:: INFORMATION PROVIDED ::
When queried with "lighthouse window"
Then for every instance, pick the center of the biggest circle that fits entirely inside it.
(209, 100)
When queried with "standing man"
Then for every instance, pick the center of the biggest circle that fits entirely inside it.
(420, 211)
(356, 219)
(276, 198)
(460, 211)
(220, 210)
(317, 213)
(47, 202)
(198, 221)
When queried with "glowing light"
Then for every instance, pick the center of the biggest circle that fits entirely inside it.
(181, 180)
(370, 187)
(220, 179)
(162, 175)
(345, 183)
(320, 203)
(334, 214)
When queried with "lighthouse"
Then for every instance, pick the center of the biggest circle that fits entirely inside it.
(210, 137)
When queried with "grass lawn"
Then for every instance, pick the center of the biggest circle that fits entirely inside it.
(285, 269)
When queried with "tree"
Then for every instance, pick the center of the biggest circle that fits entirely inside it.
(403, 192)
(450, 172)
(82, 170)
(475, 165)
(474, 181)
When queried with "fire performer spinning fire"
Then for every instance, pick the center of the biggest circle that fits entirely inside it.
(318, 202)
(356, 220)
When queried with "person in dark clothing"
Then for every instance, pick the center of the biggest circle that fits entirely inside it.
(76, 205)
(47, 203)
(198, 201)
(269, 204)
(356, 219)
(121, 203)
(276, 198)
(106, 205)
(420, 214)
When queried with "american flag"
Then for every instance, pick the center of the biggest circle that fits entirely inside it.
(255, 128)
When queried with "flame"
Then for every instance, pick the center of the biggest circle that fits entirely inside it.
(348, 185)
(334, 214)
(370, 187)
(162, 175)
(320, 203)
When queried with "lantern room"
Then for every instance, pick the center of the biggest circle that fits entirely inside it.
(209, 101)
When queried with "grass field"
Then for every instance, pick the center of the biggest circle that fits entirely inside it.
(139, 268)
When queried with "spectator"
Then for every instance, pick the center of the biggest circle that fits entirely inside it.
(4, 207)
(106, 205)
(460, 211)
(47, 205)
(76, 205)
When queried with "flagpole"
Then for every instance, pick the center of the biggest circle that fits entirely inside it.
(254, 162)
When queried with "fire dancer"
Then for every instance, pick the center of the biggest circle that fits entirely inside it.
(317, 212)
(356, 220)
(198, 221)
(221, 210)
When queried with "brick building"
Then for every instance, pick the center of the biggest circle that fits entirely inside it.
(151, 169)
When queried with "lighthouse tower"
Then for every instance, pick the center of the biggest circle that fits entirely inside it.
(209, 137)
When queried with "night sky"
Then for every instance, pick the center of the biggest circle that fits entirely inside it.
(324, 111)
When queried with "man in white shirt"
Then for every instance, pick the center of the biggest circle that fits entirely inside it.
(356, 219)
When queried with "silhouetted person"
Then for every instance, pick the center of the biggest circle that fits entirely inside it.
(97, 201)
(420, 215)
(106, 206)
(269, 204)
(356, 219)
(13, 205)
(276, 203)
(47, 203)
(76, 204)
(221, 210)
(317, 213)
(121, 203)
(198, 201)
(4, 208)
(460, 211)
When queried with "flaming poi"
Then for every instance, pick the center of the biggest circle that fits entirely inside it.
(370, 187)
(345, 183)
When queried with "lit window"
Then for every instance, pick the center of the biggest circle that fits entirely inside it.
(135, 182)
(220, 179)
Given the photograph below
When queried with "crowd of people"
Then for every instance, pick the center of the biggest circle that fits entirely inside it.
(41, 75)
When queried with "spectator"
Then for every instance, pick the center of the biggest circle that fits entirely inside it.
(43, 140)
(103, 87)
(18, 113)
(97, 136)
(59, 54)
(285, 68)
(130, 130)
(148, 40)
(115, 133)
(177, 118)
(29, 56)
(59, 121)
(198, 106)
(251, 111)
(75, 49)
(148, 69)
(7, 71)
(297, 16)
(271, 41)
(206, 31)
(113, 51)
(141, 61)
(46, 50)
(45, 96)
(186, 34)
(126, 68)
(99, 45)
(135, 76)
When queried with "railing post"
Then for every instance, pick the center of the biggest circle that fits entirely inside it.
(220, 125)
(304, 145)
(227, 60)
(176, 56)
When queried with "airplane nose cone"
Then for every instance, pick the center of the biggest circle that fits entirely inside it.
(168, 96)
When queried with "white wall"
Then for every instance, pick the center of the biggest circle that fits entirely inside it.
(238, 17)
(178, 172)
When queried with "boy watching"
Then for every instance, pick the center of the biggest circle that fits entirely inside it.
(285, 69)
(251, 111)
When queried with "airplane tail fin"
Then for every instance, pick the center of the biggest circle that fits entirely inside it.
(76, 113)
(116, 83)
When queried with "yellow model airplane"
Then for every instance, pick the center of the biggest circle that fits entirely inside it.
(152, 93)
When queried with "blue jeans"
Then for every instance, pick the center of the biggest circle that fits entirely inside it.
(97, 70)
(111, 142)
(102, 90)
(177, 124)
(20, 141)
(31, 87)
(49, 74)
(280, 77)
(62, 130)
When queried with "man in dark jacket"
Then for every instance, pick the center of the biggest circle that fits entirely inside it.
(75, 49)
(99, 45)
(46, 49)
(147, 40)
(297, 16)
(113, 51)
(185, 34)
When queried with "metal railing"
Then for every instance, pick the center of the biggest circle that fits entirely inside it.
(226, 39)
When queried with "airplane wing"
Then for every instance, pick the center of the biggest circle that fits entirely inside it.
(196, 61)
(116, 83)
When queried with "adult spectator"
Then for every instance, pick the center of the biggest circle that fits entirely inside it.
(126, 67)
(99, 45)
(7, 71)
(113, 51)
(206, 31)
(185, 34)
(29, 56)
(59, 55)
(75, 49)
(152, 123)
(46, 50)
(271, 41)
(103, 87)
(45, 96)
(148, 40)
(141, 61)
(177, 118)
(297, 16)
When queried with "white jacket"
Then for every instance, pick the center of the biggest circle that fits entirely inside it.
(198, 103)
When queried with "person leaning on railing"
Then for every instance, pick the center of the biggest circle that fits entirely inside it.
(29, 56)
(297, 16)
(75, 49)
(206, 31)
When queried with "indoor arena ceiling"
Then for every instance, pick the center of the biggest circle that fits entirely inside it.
:::
▶ SHORT EXERCISE
Output the entries exactly.

▶ WRITTEN REPLY
When queried with "lighthouse window"
Then for every instance, pick the center of the biggest circle that fits entirely inside it.
(209, 100)
When queried with "standing man"
Then for every instance, pick the center of the biggest circle that fits entirely inside it.
(420, 211)
(356, 219)
(276, 198)
(460, 211)
(220, 210)
(317, 213)
(47, 202)
(198, 221)
When queried with "glowing light"
Then for every instance, pick the center of the biggest circle that fits entirely inside it.
(181, 180)
(370, 187)
(220, 179)
(162, 175)
(345, 183)
(320, 203)
(334, 214)
When queried with "lighthouse"
Then for every instance, pick the center of the biggest circle that fits entirely inside it.
(210, 137)
When queried with "grass lawn"
Then for every instance, pick the center of the biggest circle that fits entirely inside it.
(285, 269)
When queried with "tree"
Then for every instance, pick the center of the biggest circle that fits entirely inside it.
(403, 192)
(450, 172)
(82, 170)
(475, 165)
(474, 181)
When queried with "fire performer spinning fire"
Then for every instance, pick the center of the biggest circle that fits entirely inside it.
(318, 202)
(356, 220)
When queried with "person in dark clothing"
Then for every instance, pick the center of the biggest circle that fits entirely inside it.
(76, 205)
(47, 203)
(198, 201)
(269, 204)
(356, 219)
(121, 203)
(276, 198)
(106, 205)
(420, 214)
When queried with "american flag"
Then for every instance, pick the center of the biggest circle that fits entirely inside it.
(255, 128)
When queried with "flame"
Then for every instance, pick the center of the biggest circle that fits entirely inside it.
(348, 185)
(334, 214)
(370, 187)
(162, 175)
(320, 203)
When queried with "lantern room"
Then for every instance, pick the center of the biggest circle that fits entirely inside it.
(209, 101)
When queried with "grass field"
Then for every instance, pick the center of the biggest circle that fits entirely inside it.
(139, 268)
When queried with "spectator"
Then for every instance, pick the center of the biggest circle that fits entirely inside it.
(4, 207)
(106, 205)
(460, 211)
(47, 205)
(76, 205)
When queried with "flagpole"
Then for every instance, pick the center of the biggest circle that fits entirely inside it.
(254, 162)
When queried with "fire dancer"
Then for every instance, pick the center of the biggest circle that fits entirely inside it.
(317, 212)
(356, 220)
(198, 221)
(221, 210)
When queried with "brick building"
Then for every instance, pick the center of the biggest circle that fits entirely inside it.
(151, 169)
When queried with "lighthouse tower"
Then for every instance, pick the center of the biggest circle that fits entirely inside it.
(209, 137)
When queried with "night sky"
Then for every instance, pick the center of the biggest circle that fits entirely inside it.
(324, 111)
When queried with "man in white shirt"
Then for every instance, pick the center of the biggest circle that fits entirely inside it.
(356, 219)
When queried with "silhouetted person"
Then for every instance, pick the center of the biggest circle that fits entirely inside it.
(97, 201)
(420, 215)
(106, 206)
(269, 204)
(356, 219)
(13, 205)
(276, 203)
(47, 203)
(76, 204)
(221, 210)
(317, 213)
(121, 203)
(198, 201)
(4, 208)
(460, 211)
When queried with "flaming poi"
Then for every instance, pick the center of the biggest circle that fits entirely inside it.
(370, 187)
(345, 183)
When queried with "lit window"
Then for every instance, pick the center of the biggest circle that fits entirely inside it.
(135, 182)
(220, 179)
Given the photograph below
When queried with "crowd of people"
Then for every instance, pick the center of the biggest circle that fits entirely inside it.
(41, 75)
When queried with "spectator"
Then for every instance, pick the center of the biggest circle that fits entirely inside it.
(43, 140)
(103, 87)
(18, 113)
(97, 136)
(59, 54)
(285, 68)
(130, 130)
(148, 40)
(115, 133)
(177, 118)
(29, 56)
(59, 121)
(198, 106)
(251, 111)
(75, 49)
(148, 69)
(7, 71)
(297, 16)
(271, 41)
(206, 31)
(113, 51)
(141, 61)
(46, 50)
(45, 96)
(186, 34)
(126, 68)
(99, 45)
(135, 76)
When queried with "railing post"
Then for every instance, pick the center of the biggest circle that fits entirely inside it.
(220, 125)
(304, 145)
(227, 60)
(176, 56)
When queried with "airplane nose cone"
Then for every instance, pick the center of the biggest circle that fits entirely inside it.
(168, 96)
When queried with "white wall"
Then for every instance, pick the center of the biggest circle that fits entirely inside it.
(238, 17)
(178, 172)
When queried with "boy watching"
Then for every instance, pick the center of the biggest circle that fits entirely inside it.
(285, 69)
(251, 111)
When queried with "airplane tail fin"
Then for every instance, pick the center of the biggest circle that fits entirely inside it.
(76, 113)
(116, 83)
When queried with "yellow model airplane"
Then for every instance, pick the center of the biggest circle that fits entirely inside it.
(152, 93)
When queried with "blue jeans"
Then for every instance, pick the center of the biggest circle that fits entirely inside it.
(97, 70)
(111, 142)
(102, 90)
(177, 124)
(20, 141)
(31, 87)
(49, 74)
(280, 77)
(62, 130)
When queried with "man in dark jacket"
Then for every instance, pick the center of the biggest circle that fits entirely inside it.
(75, 49)
(99, 45)
(46, 49)
(147, 40)
(297, 16)
(113, 51)
(185, 34)
When queried with "metal railing"
Then for every instance, pick the center of the biggest circle that fits entirely inside it.
(226, 39)
When queried with "airplane wing"
Then for every instance, pick the center of the biggest circle that fits entirely inside it.
(196, 61)
(116, 83)
When queried with "adult spectator"
Then for every instance, pick the center of the biggest circle that fits entirely inside it.
(126, 67)
(99, 45)
(7, 71)
(113, 51)
(206, 31)
(185, 34)
(29, 56)
(59, 55)
(75, 49)
(152, 123)
(46, 50)
(271, 41)
(103, 87)
(45, 96)
(148, 40)
(141, 61)
(177, 118)
(297, 16)
When queried with "white jacket"
Then for every instance, pick the center of the biggest circle that fits entirely inside it.
(198, 103)
When queried with "person leaning on railing"
Then for every instance, pick the center of the biggest circle that fits entirely inside it.
(29, 56)
(297, 16)
(75, 49)
(206, 31)
When queried with "indoor arena ceiling"
Then for every instance, pick the center of the biggest circle that fits entirely inside it.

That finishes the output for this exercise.